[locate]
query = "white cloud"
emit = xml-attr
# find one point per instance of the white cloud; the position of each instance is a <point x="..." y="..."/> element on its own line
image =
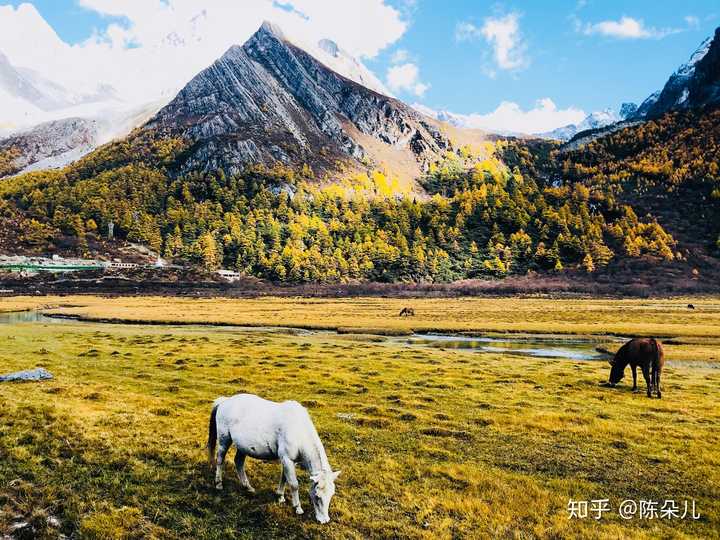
<point x="399" y="56"/>
<point x="156" y="46"/>
<point x="509" y="117"/>
<point x="406" y="77"/>
<point x="692" y="21"/>
<point x="624" y="28"/>
<point x="503" y="35"/>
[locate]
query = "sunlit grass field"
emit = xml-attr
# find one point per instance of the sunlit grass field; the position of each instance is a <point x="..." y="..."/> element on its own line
<point x="432" y="443"/>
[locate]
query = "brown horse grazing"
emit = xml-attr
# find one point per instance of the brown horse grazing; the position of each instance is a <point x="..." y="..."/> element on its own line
<point x="644" y="352"/>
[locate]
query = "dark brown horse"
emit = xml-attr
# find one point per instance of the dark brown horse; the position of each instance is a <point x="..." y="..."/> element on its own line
<point x="644" y="352"/>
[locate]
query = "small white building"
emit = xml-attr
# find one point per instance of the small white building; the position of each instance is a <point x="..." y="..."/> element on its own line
<point x="229" y="275"/>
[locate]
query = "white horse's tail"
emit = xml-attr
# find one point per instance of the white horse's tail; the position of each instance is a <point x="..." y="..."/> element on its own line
<point x="212" y="430"/>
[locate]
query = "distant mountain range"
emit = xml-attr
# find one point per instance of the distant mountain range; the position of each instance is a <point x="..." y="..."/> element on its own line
<point x="270" y="101"/>
<point x="694" y="84"/>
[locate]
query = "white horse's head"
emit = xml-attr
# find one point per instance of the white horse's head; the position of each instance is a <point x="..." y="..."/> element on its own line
<point x="322" y="490"/>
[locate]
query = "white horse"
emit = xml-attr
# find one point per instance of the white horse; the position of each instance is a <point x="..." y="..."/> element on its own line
<point x="272" y="431"/>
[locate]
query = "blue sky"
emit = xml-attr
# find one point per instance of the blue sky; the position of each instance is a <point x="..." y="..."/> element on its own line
<point x="589" y="70"/>
<point x="463" y="56"/>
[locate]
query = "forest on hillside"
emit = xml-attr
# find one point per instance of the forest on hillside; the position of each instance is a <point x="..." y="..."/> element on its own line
<point x="523" y="206"/>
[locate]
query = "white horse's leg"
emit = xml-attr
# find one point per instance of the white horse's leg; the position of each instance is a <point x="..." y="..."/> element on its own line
<point x="291" y="477"/>
<point x="223" y="446"/>
<point x="280" y="491"/>
<point x="240" y="470"/>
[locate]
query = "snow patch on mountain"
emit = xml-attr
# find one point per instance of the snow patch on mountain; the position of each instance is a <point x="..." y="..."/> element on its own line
<point x="342" y="62"/>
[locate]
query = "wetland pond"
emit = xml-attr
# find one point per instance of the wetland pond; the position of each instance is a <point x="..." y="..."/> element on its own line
<point x="570" y="347"/>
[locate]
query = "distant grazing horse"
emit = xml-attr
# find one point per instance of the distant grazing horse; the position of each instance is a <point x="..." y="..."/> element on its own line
<point x="644" y="352"/>
<point x="272" y="431"/>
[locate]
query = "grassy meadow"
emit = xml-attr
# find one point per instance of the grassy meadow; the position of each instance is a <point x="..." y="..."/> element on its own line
<point x="433" y="443"/>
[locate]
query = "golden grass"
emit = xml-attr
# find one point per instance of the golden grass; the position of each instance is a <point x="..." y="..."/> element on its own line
<point x="625" y="317"/>
<point x="432" y="443"/>
<point x="694" y="335"/>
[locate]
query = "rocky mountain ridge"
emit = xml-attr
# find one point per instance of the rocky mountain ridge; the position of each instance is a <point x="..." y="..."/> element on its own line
<point x="270" y="102"/>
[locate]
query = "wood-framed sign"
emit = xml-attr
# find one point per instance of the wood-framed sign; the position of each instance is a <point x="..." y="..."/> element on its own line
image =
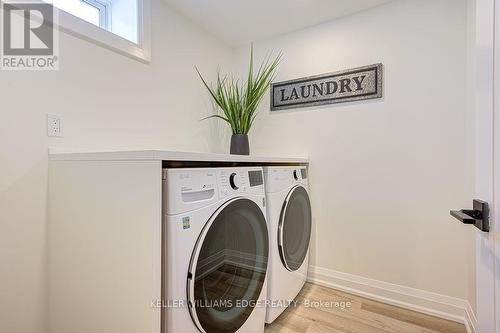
<point x="345" y="86"/>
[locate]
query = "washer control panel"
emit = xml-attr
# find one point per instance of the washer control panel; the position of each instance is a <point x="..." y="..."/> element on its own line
<point x="240" y="180"/>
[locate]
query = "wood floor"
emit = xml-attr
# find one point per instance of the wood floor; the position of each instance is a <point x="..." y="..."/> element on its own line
<point x="364" y="316"/>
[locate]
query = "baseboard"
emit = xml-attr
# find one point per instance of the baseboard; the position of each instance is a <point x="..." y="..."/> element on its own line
<point x="430" y="303"/>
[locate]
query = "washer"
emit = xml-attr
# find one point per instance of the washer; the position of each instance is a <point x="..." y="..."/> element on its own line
<point x="290" y="225"/>
<point x="215" y="251"/>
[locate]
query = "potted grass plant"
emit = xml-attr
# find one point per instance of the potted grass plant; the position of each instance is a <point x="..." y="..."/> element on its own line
<point x="237" y="102"/>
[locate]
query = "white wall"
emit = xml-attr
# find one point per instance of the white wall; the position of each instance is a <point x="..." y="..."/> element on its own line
<point x="385" y="173"/>
<point x="107" y="101"/>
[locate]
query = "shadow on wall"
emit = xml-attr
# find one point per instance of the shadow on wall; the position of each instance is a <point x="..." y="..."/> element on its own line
<point x="22" y="246"/>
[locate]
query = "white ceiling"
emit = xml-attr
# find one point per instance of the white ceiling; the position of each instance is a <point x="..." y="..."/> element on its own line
<point x="239" y="22"/>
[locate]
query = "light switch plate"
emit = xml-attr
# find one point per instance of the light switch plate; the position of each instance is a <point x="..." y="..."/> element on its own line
<point x="54" y="125"/>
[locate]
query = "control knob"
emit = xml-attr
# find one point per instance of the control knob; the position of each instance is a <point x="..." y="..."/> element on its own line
<point x="235" y="181"/>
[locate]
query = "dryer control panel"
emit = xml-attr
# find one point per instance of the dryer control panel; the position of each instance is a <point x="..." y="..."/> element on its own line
<point x="193" y="188"/>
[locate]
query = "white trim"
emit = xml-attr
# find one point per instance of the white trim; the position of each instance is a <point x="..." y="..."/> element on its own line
<point x="104" y="7"/>
<point x="82" y="29"/>
<point x="427" y="302"/>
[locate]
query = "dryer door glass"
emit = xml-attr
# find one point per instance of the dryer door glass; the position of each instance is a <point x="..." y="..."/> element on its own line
<point x="294" y="231"/>
<point x="228" y="267"/>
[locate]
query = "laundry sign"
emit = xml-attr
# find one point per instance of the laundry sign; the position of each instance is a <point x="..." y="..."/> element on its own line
<point x="339" y="87"/>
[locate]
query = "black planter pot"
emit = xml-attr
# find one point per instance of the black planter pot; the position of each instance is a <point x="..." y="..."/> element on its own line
<point x="239" y="144"/>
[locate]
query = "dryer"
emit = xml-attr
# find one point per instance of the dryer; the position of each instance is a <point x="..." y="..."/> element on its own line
<point x="215" y="250"/>
<point x="290" y="225"/>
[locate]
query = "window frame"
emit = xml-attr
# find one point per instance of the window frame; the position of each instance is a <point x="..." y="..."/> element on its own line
<point x="80" y="28"/>
<point x="105" y="12"/>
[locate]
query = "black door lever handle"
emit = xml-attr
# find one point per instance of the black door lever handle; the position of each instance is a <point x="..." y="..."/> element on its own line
<point x="478" y="216"/>
<point x="463" y="217"/>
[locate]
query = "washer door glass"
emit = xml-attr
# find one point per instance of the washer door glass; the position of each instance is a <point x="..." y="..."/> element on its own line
<point x="294" y="231"/>
<point x="228" y="267"/>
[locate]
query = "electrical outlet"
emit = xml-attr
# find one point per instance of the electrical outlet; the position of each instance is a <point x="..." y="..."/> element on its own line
<point x="54" y="125"/>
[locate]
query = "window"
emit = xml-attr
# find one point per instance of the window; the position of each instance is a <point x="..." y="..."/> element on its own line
<point x="122" y="25"/>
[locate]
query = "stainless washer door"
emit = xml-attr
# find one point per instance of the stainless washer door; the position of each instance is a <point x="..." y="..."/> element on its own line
<point x="228" y="267"/>
<point x="294" y="230"/>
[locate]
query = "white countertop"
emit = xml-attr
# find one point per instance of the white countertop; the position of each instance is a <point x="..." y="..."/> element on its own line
<point x="165" y="155"/>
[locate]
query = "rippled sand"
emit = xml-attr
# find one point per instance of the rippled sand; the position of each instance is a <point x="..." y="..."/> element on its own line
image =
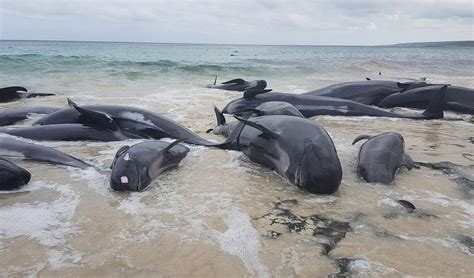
<point x="218" y="214"/>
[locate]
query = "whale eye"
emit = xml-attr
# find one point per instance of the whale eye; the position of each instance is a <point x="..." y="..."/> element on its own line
<point x="126" y="157"/>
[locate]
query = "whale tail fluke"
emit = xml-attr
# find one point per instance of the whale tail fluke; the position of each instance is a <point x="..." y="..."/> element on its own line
<point x="437" y="104"/>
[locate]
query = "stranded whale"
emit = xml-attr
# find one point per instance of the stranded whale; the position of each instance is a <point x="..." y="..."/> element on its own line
<point x="311" y="106"/>
<point x="12" y="176"/>
<point x="10" y="148"/>
<point x="239" y="85"/>
<point x="135" y="167"/>
<point x="296" y="148"/>
<point x="8" y="94"/>
<point x="381" y="156"/>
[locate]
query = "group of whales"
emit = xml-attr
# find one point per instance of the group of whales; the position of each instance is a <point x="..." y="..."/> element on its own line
<point x="271" y="129"/>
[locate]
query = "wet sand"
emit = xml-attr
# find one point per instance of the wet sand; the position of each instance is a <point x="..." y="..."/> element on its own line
<point x="218" y="214"/>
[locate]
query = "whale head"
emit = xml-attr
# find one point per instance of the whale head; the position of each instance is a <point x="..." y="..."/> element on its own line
<point x="12" y="176"/>
<point x="126" y="175"/>
<point x="319" y="170"/>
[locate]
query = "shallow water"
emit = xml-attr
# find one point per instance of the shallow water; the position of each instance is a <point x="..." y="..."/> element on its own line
<point x="218" y="213"/>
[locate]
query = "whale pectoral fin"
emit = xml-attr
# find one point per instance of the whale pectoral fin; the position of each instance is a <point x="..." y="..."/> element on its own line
<point x="236" y="81"/>
<point x="266" y="133"/>
<point x="361" y="137"/>
<point x="70" y="102"/>
<point x="407" y="162"/>
<point x="94" y="118"/>
<point x="250" y="94"/>
<point x="252" y="110"/>
<point x="219" y="116"/>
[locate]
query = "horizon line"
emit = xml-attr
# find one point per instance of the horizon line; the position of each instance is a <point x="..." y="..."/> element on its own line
<point x="241" y="44"/>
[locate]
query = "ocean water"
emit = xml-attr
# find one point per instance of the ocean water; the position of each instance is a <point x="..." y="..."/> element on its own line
<point x="218" y="213"/>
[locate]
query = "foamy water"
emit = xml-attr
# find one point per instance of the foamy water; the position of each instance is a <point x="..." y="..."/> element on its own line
<point x="218" y="214"/>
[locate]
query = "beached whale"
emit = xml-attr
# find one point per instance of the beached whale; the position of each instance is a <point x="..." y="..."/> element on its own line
<point x="8" y="94"/>
<point x="296" y="148"/>
<point x="13" y="115"/>
<point x="369" y="92"/>
<point x="12" y="176"/>
<point x="381" y="156"/>
<point x="239" y="85"/>
<point x="458" y="99"/>
<point x="11" y="148"/>
<point x="68" y="132"/>
<point x="265" y="109"/>
<point x="135" y="167"/>
<point x="132" y="121"/>
<point x="311" y="106"/>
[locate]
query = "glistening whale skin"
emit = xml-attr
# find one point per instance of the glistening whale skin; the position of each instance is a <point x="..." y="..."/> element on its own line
<point x="296" y="148"/>
<point x="8" y="94"/>
<point x="135" y="167"/>
<point x="130" y="120"/>
<point x="67" y="132"/>
<point x="12" y="176"/>
<point x="13" y="115"/>
<point x="458" y="99"/>
<point x="311" y="106"/>
<point x="369" y="92"/>
<point x="381" y="156"/>
<point x="10" y="148"/>
<point x="239" y="85"/>
<point x="264" y="109"/>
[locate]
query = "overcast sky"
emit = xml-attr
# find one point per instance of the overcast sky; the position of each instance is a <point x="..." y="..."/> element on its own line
<point x="364" y="22"/>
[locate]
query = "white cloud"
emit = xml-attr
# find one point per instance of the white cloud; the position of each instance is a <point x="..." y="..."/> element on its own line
<point x="239" y="21"/>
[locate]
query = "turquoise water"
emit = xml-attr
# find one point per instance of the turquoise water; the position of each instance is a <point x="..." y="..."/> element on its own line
<point x="286" y="67"/>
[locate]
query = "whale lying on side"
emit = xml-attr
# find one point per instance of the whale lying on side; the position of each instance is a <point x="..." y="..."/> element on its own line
<point x="8" y="94"/>
<point x="11" y="148"/>
<point x="12" y="176"/>
<point x="381" y="156"/>
<point x="129" y="121"/>
<point x="458" y="99"/>
<point x="369" y="92"/>
<point x="311" y="106"/>
<point x="135" y="167"/>
<point x="239" y="85"/>
<point x="296" y="148"/>
<point x="13" y="115"/>
<point x="265" y="109"/>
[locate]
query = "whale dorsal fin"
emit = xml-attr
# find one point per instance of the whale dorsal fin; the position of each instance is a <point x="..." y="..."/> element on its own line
<point x="266" y="132"/>
<point x="437" y="104"/>
<point x="155" y="167"/>
<point x="119" y="153"/>
<point x="361" y="137"/>
<point x="406" y="204"/>
<point x="174" y="143"/>
<point x="236" y="81"/>
<point x="219" y="116"/>
<point x="11" y="92"/>
<point x="406" y="162"/>
<point x="94" y="118"/>
<point x="14" y="89"/>
<point x="250" y="94"/>
<point x="70" y="102"/>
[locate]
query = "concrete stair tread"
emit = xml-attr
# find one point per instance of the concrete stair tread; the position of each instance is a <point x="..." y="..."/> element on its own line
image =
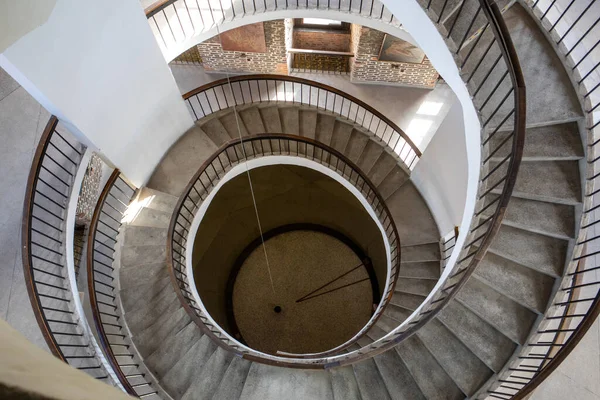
<point x="214" y="129"/>
<point x="370" y="381"/>
<point x="485" y="341"/>
<point x="266" y="382"/>
<point x="324" y="128"/>
<point x="414" y="221"/>
<point x="270" y="118"/>
<point x="431" y="378"/>
<point x="290" y="120"/>
<point x="553" y="142"/>
<point x="233" y="381"/>
<point x="172" y="349"/>
<point x="341" y="135"/>
<point x="422" y="270"/>
<point x="132" y="256"/>
<point x="526" y="286"/>
<point x="465" y="369"/>
<point x="506" y="315"/>
<point x="551" y="219"/>
<point x="234" y="124"/>
<point x="308" y="123"/>
<point x="398" y="380"/>
<point x="144" y="235"/>
<point x="179" y="378"/>
<point x="543" y="253"/>
<point x="382" y="168"/>
<point x="344" y="385"/>
<point x="208" y="380"/>
<point x="253" y="120"/>
<point x="369" y="156"/>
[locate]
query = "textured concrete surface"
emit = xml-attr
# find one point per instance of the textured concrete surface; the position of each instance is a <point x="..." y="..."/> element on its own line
<point x="300" y="262"/>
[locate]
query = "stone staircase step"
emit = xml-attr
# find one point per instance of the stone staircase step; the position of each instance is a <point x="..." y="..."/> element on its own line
<point x="508" y="316"/>
<point x="431" y="378"/>
<point x="265" y="382"/>
<point x="185" y="371"/>
<point x="543" y="253"/>
<point x="290" y="120"/>
<point x="526" y="286"/>
<point x="253" y="120"/>
<point x="324" y="128"/>
<point x="370" y="382"/>
<point x="399" y="382"/>
<point x="344" y="385"/>
<point x="208" y="380"/>
<point x="414" y="221"/>
<point x="422" y="270"/>
<point x="465" y="369"/>
<point x="270" y="117"/>
<point x="232" y="384"/>
<point x="341" y="135"/>
<point x="308" y="123"/>
<point x="485" y="341"/>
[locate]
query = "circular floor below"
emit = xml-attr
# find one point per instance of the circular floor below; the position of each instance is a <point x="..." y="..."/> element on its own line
<point x="321" y="294"/>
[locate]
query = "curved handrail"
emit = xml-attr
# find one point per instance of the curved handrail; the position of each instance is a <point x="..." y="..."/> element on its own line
<point x="57" y="158"/>
<point x="102" y="277"/>
<point x="573" y="30"/>
<point x="235" y="152"/>
<point x="491" y="92"/>
<point x="215" y="96"/>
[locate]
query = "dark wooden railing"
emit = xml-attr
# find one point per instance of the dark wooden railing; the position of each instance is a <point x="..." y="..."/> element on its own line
##########
Required work >>
Copy out each line of the listing that holds the word "tread".

Exercise solution >>
query = "concrete stair tread"
# find one point per instance of the concrete stair tread; the position of each instance is a <point x="..." y="..."/> element on its own line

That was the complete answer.